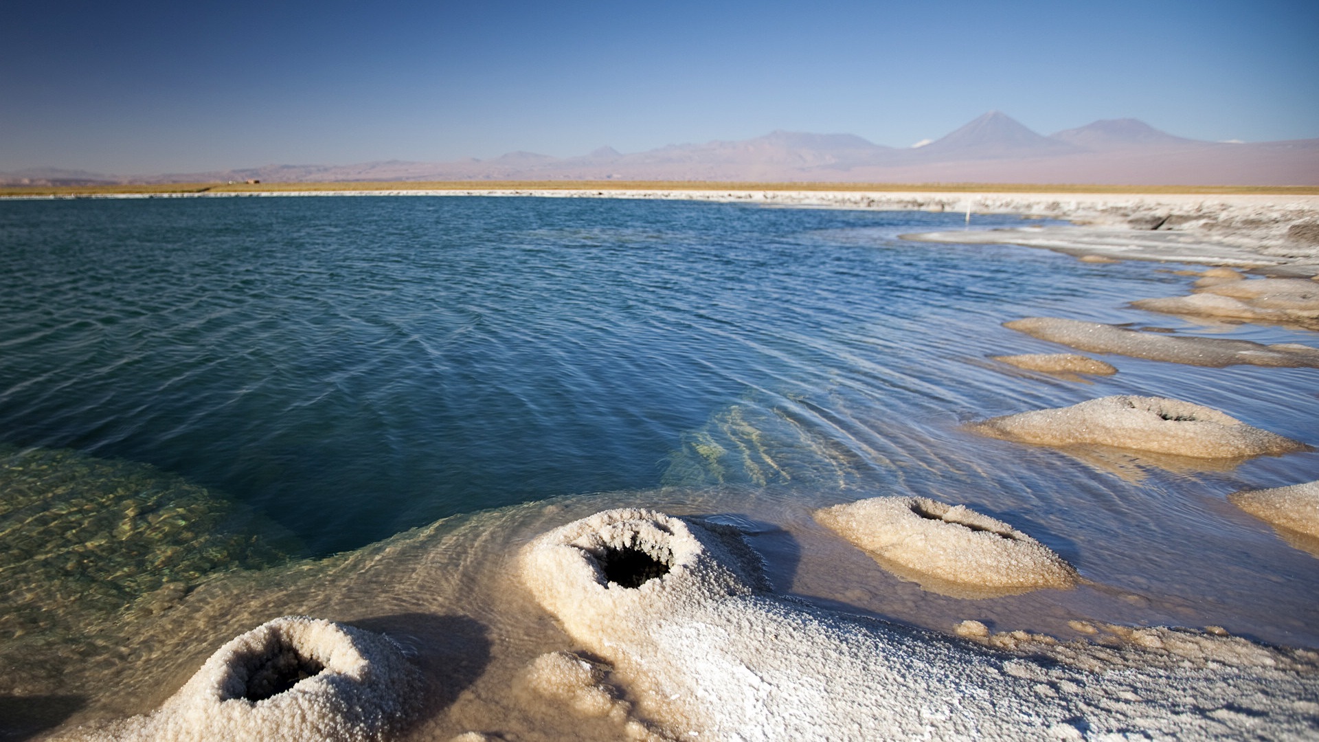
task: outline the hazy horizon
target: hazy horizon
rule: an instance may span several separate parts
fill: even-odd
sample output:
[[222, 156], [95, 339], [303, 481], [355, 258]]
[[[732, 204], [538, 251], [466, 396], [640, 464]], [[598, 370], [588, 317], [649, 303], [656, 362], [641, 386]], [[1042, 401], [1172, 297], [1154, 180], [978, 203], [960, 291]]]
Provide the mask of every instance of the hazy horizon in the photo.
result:
[[1140, 119], [1319, 136], [1319, 8], [255, 3], [20, 7], [0, 30], [0, 170], [145, 174], [443, 162], [851, 133], [989, 110], [1039, 133]]

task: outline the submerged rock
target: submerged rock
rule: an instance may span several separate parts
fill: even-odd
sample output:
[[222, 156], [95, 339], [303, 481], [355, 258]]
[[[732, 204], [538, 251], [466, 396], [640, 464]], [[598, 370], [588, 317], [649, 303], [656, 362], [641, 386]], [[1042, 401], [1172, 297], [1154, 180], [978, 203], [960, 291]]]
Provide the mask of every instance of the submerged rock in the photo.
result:
[[220, 647], [156, 712], [87, 739], [282, 742], [385, 739], [415, 709], [421, 675], [388, 638], [306, 617]]
[[1133, 727], [1278, 738], [1319, 724], [1319, 706], [1302, 701], [1319, 691], [1310, 655], [1261, 647], [1270, 661], [1237, 665], [1211, 636], [1211, 651], [1175, 661], [1136, 646], [1109, 673], [1104, 654], [1086, 655], [1092, 672], [1047, 652], [998, 652], [772, 595], [735, 531], [654, 511], [570, 523], [520, 561], [538, 602], [678, 738], [1006, 741]]
[[1045, 374], [1095, 374], [1111, 376], [1117, 368], [1103, 360], [1076, 355], [1075, 353], [1029, 353], [1024, 355], [993, 355], [993, 360]]
[[1319, 556], [1319, 481], [1233, 492], [1228, 499], [1273, 525], [1287, 543]]
[[[815, 511], [815, 520], [876, 557], [940, 581], [1025, 591], [1071, 588], [1076, 570], [1012, 525], [929, 498], [871, 498]], [[900, 577], [907, 574], [900, 573]], [[939, 590], [938, 585], [933, 586]]]
[[1097, 444], [1194, 458], [1278, 455], [1310, 449], [1208, 407], [1126, 395], [993, 417], [969, 428], [984, 436], [1028, 444]]
[[1142, 333], [1116, 325], [1057, 317], [1028, 317], [1004, 322], [1004, 327], [1076, 350], [1116, 353], [1150, 360], [1216, 367], [1248, 363], [1319, 368], [1319, 349], [1299, 343], [1261, 345], [1227, 338]]

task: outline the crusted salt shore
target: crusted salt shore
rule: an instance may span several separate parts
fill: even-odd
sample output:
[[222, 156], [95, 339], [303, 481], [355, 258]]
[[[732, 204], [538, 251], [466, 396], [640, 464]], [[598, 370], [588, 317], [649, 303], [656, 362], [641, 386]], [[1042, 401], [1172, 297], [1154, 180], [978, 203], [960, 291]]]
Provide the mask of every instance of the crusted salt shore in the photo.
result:
[[1221, 367], [1241, 363], [1319, 368], [1319, 349], [1299, 343], [1261, 345], [1227, 338], [1142, 333], [1115, 325], [1057, 317], [1026, 317], [1004, 322], [1004, 327], [1088, 353], [1115, 353], [1191, 366]]
[[1166, 314], [1289, 322], [1319, 329], [1319, 283], [1306, 279], [1232, 280], [1207, 276], [1195, 293], [1142, 298], [1132, 306]]
[[1283, 537], [1293, 536], [1287, 537], [1293, 545], [1319, 556], [1319, 481], [1232, 492], [1228, 499]]
[[[871, 498], [815, 511], [815, 520], [869, 552], [939, 581], [1025, 591], [1071, 588], [1076, 570], [1049, 547], [966, 506], [929, 498]], [[906, 577], [906, 573], [900, 574]], [[923, 581], [917, 577], [917, 582]], [[935, 591], [944, 591], [934, 586]]]
[[1310, 449], [1208, 407], [1126, 395], [993, 417], [969, 428], [1028, 444], [1096, 444], [1194, 458], [1278, 455]]
[[84, 739], [282, 742], [385, 739], [409, 718], [421, 675], [379, 634], [284, 617], [220, 647], [156, 712]]
[[[1087, 655], [1091, 672], [770, 595], [756, 560], [725, 527], [615, 510], [533, 540], [520, 570], [681, 738], [1299, 738], [1319, 724], [1310, 654], [1207, 636], [1169, 663]], [[1268, 661], [1239, 663], [1237, 644]]]
[[1025, 368], [1028, 371], [1043, 371], [1045, 374], [1095, 374], [1109, 376], [1117, 374], [1117, 368], [1103, 360], [1076, 355], [1075, 353], [1029, 353], [1024, 355], [993, 355], [993, 360]]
::::
* **Problem statement**
Update all the records above by replacing "even-odd" with "nonzero" wherever it occurs, keeping everything else the same. Omit the pictures from your answer.

* **Exercise output**
task: outline the hazy horizon
target: hazy horizon
rule: an instance may span several separate parts
fill: nonzero
sample output:
[[222, 156], [95, 339], [303, 481], [355, 258]]
[[[732, 204], [538, 251], [466, 396], [640, 464]], [[598, 370], [588, 317], [649, 303], [656, 362], [641, 386]], [[1042, 401], [1172, 297], [1154, 180], [978, 203], [960, 291]]]
Provide the mask of every instance of the hazy horizon in the photo.
result:
[[1140, 119], [1319, 136], [1319, 8], [255, 3], [20, 7], [0, 30], [0, 170], [145, 174], [443, 162], [851, 133], [989, 110], [1039, 133]]

task: outline the submerged rock
target: submerged rock
rule: an instance may span several separate parts
fill: nonzero
sample output:
[[222, 156], [95, 339], [303, 481], [355, 258]]
[[[732, 204], [538, 251], [466, 396], [640, 464]], [[598, 370], [588, 317], [649, 303], [656, 362], [641, 386]], [[1042, 401], [1172, 297], [1154, 180], [978, 203], [960, 291]]]
Provide the mask of every instance of the submerged rock in the photo.
result:
[[220, 647], [156, 712], [87, 739], [282, 742], [385, 739], [415, 709], [421, 675], [388, 638], [306, 617]]
[[1133, 727], [1278, 738], [1319, 724], [1319, 706], [1302, 701], [1319, 691], [1310, 655], [1261, 647], [1270, 661], [1237, 665], [1211, 636], [1211, 651], [1175, 661], [1136, 646], [1109, 673], [1104, 654], [1086, 655], [1092, 672], [1047, 652], [998, 652], [772, 595], [735, 531], [654, 511], [570, 523], [520, 561], [538, 602], [678, 738], [1006, 741]]
[[1045, 374], [1095, 374], [1111, 376], [1117, 368], [1103, 360], [1076, 355], [1075, 353], [1029, 353], [1024, 355], [993, 355], [993, 360]]
[[1319, 556], [1319, 481], [1233, 492], [1228, 499], [1273, 525], [1287, 543]]
[[[815, 511], [815, 520], [876, 557], [940, 581], [1025, 591], [1071, 588], [1076, 570], [1012, 525], [929, 498], [871, 498]], [[900, 577], [907, 574], [900, 573]], [[939, 590], [938, 585], [933, 586]]]
[[1097, 444], [1194, 458], [1278, 455], [1310, 449], [1208, 407], [1126, 395], [993, 417], [969, 428], [984, 436], [1028, 444]]
[[1142, 333], [1116, 325], [1057, 317], [1028, 317], [1004, 322], [1004, 327], [1076, 350], [1116, 353], [1150, 360], [1216, 367], [1248, 363], [1319, 368], [1319, 349], [1299, 343], [1261, 345], [1227, 338]]

task: outline the crusted salt shore
target: crusted salt shore
rule: an instance may span several separate parts
fill: nonzero
sample output:
[[222, 156], [95, 339], [303, 481], [355, 258]]
[[[732, 204], [538, 251], [466, 396], [640, 464]], [[598, 370], [588, 317], [649, 303], [656, 362], [641, 386]], [[1042, 401], [1172, 297], [1154, 180], [978, 203], [960, 291]]]
Provide the mask of every instance of the crusted salt shore in the photo.
result:
[[1221, 367], [1241, 363], [1319, 368], [1319, 349], [1299, 343], [1261, 345], [1227, 338], [1142, 333], [1115, 325], [1057, 317], [1026, 317], [1004, 322], [1004, 327], [1088, 353], [1115, 353], [1191, 366]]
[[1166, 314], [1289, 322], [1319, 329], [1319, 283], [1306, 279], [1232, 280], [1207, 276], [1195, 293], [1142, 298], [1132, 306]]
[[1283, 537], [1293, 536], [1287, 537], [1293, 545], [1319, 556], [1319, 481], [1232, 492], [1228, 499]]
[[[871, 498], [815, 511], [815, 520], [869, 552], [939, 581], [1025, 591], [1071, 588], [1076, 570], [1049, 547], [966, 506], [929, 498]], [[906, 577], [906, 573], [900, 574]], [[923, 581], [917, 577], [917, 582]], [[935, 591], [944, 591], [934, 586]]]
[[1310, 449], [1208, 407], [1126, 395], [993, 417], [969, 428], [1028, 444], [1096, 444], [1194, 458], [1278, 455]]
[[84, 739], [282, 742], [385, 739], [409, 718], [421, 675], [379, 634], [284, 617], [220, 647], [156, 712]]
[[[1087, 655], [1091, 672], [770, 595], [756, 560], [725, 527], [615, 510], [533, 540], [520, 570], [681, 738], [1299, 738], [1319, 724], [1310, 654], [1207, 636], [1169, 663]], [[1268, 661], [1239, 663], [1237, 644]]]
[[1025, 368], [1028, 371], [1043, 371], [1045, 374], [1095, 374], [1109, 376], [1117, 374], [1117, 368], [1103, 360], [1076, 355], [1075, 353], [1029, 353], [1024, 355], [993, 355], [993, 360]]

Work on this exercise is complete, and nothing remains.